▶ **EXERCISE**:
Return, word for word, only the lines from the one containing "Practice. Place a marker on each instance of the marshland" through the last line of the entries.

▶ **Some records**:

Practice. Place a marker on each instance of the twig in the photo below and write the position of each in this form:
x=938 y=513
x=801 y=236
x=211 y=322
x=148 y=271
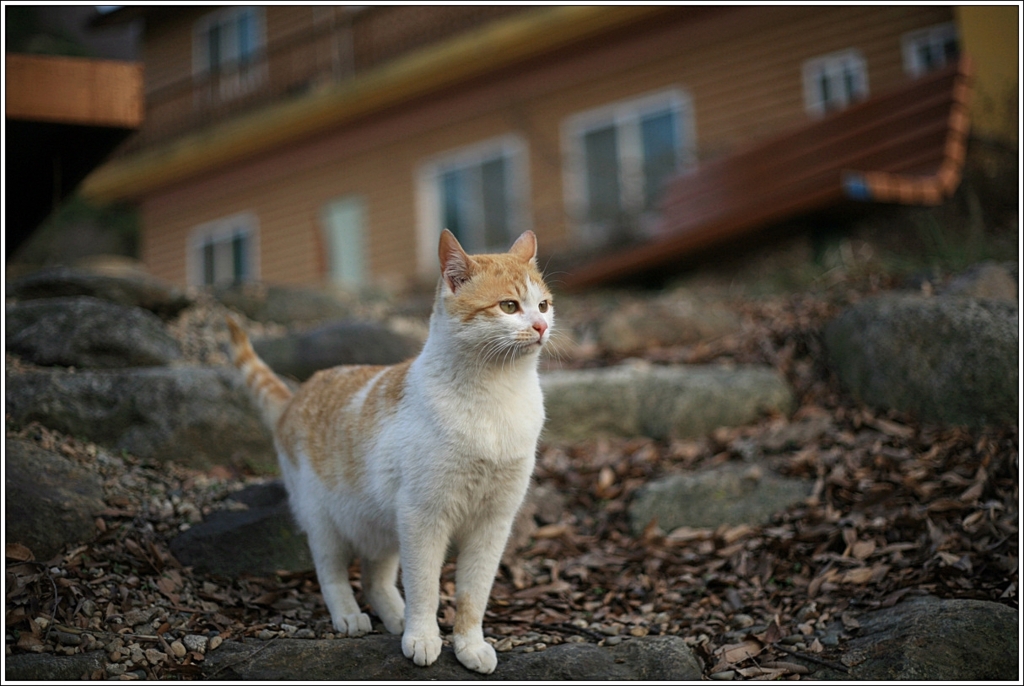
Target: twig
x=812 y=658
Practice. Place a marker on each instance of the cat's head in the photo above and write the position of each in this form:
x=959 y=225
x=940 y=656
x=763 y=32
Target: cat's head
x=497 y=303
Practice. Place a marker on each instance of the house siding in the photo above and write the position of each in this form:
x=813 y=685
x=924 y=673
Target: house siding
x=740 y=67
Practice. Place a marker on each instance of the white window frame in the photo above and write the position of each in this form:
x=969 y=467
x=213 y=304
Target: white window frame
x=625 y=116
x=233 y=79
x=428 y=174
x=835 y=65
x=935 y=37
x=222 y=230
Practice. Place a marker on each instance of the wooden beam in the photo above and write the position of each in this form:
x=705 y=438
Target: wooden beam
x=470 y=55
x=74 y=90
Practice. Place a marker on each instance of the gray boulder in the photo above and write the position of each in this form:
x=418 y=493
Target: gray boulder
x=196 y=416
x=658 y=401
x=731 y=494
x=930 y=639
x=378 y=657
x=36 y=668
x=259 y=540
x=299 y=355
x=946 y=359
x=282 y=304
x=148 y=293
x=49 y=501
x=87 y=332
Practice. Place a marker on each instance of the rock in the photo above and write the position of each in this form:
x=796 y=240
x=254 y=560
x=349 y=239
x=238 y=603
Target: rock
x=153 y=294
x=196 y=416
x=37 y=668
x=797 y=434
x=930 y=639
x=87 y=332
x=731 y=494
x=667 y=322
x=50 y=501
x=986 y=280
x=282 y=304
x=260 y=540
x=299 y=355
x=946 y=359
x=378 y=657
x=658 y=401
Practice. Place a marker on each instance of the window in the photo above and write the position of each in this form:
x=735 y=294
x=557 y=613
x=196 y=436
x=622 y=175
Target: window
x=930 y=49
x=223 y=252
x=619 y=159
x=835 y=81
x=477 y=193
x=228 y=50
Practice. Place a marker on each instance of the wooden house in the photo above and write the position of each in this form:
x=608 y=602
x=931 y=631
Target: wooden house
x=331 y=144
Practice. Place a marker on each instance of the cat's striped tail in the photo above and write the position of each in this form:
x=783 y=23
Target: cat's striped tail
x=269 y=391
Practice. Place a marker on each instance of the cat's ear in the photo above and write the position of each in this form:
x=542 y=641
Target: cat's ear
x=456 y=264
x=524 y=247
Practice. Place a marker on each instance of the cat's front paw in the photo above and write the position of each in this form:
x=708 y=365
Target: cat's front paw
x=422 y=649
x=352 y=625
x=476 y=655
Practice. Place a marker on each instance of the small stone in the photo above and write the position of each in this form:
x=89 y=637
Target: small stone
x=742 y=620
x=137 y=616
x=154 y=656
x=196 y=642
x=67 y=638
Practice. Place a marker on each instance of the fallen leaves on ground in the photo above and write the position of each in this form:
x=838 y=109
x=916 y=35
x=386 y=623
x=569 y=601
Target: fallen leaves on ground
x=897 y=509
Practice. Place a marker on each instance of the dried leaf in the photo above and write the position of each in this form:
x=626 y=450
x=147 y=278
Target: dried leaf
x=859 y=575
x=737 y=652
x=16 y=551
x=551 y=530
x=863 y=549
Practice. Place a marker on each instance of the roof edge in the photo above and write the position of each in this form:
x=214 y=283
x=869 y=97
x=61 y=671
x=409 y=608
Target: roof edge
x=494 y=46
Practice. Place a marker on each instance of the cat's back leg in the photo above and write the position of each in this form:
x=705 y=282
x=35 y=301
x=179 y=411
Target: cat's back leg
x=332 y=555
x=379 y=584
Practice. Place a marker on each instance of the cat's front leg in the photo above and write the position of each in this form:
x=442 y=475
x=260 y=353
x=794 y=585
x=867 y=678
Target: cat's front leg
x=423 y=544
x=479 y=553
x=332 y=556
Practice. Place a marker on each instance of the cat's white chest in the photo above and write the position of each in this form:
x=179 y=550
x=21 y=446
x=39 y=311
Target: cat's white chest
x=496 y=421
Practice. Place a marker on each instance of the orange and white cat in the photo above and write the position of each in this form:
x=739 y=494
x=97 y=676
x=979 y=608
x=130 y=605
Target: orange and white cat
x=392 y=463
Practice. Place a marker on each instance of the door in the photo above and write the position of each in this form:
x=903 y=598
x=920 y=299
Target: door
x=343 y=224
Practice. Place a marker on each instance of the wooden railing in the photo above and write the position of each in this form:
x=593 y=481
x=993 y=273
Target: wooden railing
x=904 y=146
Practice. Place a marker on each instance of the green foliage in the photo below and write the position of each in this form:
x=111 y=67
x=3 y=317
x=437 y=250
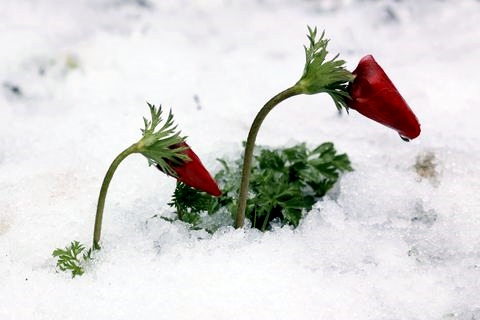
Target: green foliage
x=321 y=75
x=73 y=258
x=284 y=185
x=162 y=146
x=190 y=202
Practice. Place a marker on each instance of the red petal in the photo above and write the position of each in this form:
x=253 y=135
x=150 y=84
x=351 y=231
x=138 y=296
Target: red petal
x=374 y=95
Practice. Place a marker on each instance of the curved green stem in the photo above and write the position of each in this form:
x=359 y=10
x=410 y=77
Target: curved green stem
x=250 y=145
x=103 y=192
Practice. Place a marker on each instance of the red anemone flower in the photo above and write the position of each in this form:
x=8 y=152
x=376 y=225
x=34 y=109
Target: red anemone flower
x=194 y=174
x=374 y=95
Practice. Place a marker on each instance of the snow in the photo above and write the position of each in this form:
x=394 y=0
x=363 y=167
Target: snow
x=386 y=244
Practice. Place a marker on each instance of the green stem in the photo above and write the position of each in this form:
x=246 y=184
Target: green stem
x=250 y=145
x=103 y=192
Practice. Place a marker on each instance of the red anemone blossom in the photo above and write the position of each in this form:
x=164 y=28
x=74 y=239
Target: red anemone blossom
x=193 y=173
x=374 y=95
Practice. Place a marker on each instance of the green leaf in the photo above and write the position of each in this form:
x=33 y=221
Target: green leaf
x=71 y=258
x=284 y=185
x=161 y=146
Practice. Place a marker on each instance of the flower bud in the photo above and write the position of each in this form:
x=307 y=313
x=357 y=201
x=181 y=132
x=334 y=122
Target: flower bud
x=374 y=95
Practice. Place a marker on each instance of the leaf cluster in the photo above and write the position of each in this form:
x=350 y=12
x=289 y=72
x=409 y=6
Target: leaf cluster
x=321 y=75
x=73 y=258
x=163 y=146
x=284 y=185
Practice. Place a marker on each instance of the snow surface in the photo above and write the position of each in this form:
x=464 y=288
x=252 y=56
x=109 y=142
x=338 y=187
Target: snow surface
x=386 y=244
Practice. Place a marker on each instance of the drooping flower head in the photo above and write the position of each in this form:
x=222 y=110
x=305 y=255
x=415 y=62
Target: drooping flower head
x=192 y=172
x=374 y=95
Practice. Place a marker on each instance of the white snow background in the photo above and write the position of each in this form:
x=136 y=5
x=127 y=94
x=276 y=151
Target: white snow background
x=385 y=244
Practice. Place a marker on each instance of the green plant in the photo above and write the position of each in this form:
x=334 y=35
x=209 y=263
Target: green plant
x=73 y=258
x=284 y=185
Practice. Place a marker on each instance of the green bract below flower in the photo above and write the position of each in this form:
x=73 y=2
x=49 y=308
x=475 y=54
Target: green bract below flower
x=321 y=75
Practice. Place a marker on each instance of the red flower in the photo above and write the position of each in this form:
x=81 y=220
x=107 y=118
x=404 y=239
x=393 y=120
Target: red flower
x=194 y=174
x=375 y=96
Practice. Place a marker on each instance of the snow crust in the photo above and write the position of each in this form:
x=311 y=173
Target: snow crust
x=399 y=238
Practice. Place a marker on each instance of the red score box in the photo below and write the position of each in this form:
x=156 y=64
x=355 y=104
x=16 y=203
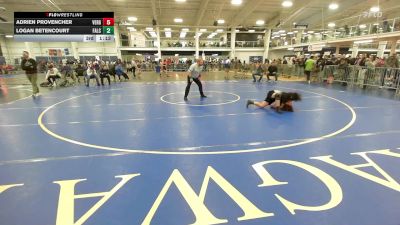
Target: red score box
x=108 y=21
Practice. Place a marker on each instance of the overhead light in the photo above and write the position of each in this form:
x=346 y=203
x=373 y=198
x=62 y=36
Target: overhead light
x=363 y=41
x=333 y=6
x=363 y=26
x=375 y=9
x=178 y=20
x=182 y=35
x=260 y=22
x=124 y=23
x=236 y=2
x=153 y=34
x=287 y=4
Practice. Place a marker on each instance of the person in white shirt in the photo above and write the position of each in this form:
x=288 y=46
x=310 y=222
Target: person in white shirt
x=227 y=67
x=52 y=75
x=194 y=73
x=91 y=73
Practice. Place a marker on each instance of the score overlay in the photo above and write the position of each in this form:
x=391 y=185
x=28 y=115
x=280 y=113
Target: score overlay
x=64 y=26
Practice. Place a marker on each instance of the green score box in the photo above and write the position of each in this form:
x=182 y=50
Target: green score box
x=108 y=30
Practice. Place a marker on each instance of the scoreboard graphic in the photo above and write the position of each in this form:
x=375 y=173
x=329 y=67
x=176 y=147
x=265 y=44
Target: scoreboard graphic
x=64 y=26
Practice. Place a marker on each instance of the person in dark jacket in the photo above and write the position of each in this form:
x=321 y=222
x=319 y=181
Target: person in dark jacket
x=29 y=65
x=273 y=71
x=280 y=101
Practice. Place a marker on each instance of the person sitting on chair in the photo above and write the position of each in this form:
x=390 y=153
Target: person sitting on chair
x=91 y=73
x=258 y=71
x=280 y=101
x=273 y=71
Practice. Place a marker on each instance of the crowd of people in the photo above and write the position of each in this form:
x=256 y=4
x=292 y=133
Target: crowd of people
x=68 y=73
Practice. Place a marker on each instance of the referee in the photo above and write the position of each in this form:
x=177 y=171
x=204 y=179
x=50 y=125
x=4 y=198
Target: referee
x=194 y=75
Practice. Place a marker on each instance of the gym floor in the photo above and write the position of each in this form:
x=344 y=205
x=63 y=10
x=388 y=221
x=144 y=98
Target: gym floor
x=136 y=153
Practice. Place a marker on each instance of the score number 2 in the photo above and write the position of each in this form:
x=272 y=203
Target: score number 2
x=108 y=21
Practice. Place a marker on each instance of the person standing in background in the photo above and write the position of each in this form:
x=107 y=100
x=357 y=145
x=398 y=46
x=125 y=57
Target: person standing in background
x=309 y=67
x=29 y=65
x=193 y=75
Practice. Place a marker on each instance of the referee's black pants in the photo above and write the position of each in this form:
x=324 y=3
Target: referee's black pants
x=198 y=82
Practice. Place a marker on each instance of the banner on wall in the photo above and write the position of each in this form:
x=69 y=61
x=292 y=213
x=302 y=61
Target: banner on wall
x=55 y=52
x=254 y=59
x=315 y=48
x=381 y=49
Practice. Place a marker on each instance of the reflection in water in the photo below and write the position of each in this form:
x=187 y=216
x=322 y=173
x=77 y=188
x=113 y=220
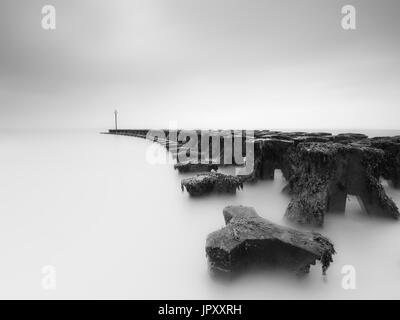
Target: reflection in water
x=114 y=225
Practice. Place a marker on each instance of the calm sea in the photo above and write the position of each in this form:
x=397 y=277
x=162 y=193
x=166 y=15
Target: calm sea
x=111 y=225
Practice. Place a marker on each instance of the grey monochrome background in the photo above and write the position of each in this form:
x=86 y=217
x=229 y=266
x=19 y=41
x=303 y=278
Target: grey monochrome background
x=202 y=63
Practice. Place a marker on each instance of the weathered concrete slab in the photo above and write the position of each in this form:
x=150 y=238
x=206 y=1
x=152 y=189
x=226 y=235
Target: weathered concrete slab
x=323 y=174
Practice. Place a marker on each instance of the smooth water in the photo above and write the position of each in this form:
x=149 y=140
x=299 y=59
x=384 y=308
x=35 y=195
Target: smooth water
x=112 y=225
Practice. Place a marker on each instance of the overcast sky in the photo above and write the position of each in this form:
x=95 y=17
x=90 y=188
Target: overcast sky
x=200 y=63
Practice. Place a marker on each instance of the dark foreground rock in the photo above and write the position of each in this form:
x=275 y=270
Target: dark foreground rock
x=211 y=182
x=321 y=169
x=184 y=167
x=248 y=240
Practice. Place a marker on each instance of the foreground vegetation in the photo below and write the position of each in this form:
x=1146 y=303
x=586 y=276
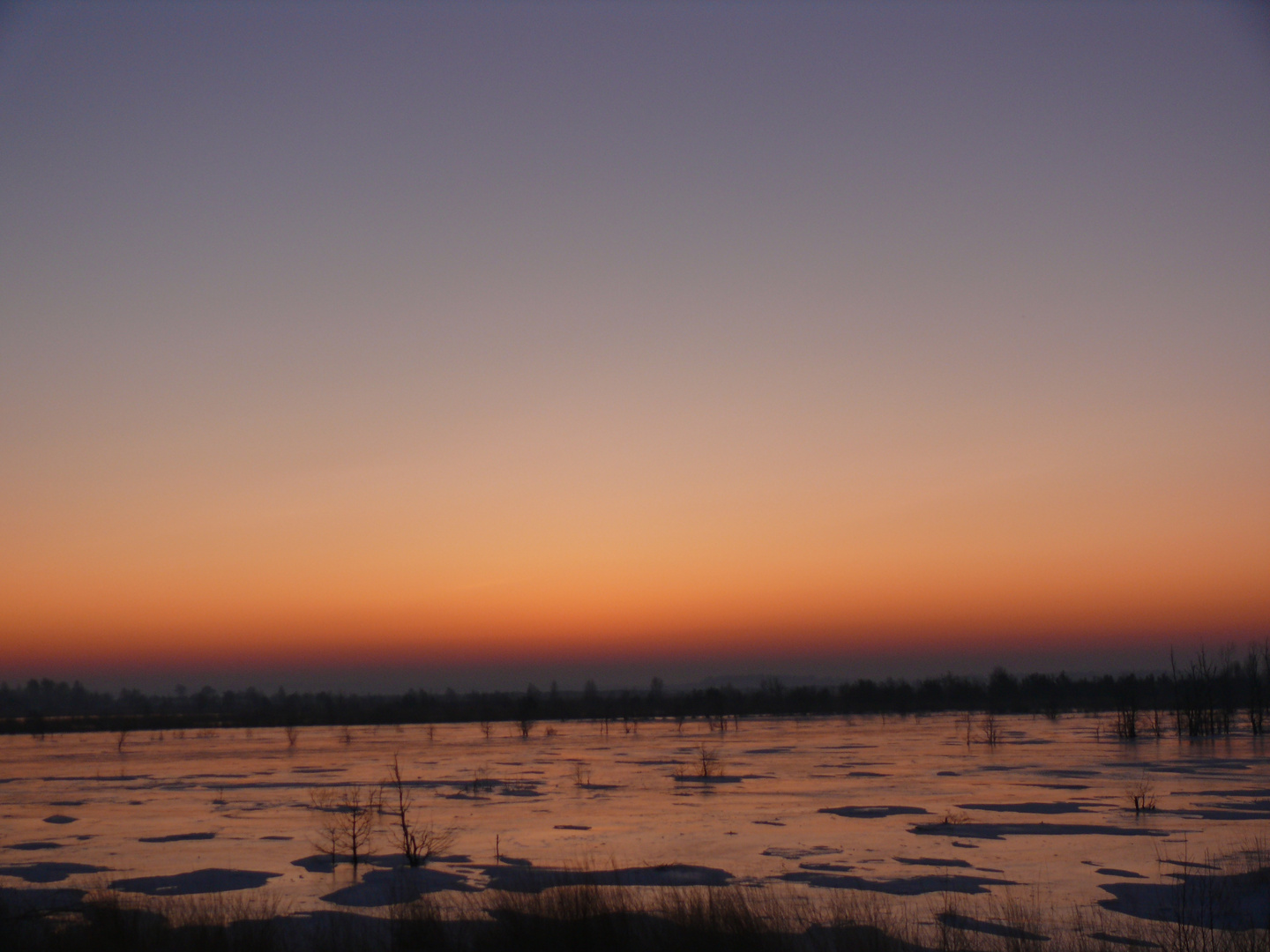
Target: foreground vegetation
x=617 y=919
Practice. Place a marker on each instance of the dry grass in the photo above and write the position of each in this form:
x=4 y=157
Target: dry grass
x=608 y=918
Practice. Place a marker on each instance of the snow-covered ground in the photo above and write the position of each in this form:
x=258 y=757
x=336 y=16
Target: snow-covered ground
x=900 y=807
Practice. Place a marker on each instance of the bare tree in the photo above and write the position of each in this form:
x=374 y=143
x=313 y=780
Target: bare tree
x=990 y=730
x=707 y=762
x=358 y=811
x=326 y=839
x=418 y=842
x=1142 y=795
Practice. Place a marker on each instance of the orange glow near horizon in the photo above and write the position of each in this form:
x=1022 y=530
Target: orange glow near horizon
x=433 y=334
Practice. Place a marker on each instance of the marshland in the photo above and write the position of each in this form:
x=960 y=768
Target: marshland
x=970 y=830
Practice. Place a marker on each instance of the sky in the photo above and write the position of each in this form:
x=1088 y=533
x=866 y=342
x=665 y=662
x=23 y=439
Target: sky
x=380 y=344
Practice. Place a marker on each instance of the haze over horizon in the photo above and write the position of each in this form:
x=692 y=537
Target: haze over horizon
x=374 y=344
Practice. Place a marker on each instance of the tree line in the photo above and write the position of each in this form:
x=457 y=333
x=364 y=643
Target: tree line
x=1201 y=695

▶ **IN RESPONSE**:
Practice. Place a marker on each instance of the marshland in the photo above and write the position of each in this form:
x=960 y=768
Target: marshland
x=970 y=830
Practice. Place a marker on each instance of the sky in the photo above and write the position of each in this form:
x=1088 y=533
x=866 y=342
x=665 y=662
x=23 y=439
Target: sky
x=380 y=344
Practice. Place a marker on each instance of the haze over horizon in the photo above and write the position of each in this form:
x=692 y=537
Target: haze over horizon
x=374 y=344
Practice. Place a marker on each instance of the tree line in the photo above and write the position of each in this form:
x=457 y=333
x=364 y=643
Target: tree line
x=1201 y=695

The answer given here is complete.